## BEGIN Dataset content
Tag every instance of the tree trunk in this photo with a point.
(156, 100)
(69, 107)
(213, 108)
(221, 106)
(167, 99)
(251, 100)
## END Dataset content
**Job**
Print the records above again, copying every line without any change.

**Worked solution**
Tag every instance of the tree trunk in this photo with a point.
(156, 100)
(69, 107)
(213, 108)
(221, 106)
(167, 99)
(251, 100)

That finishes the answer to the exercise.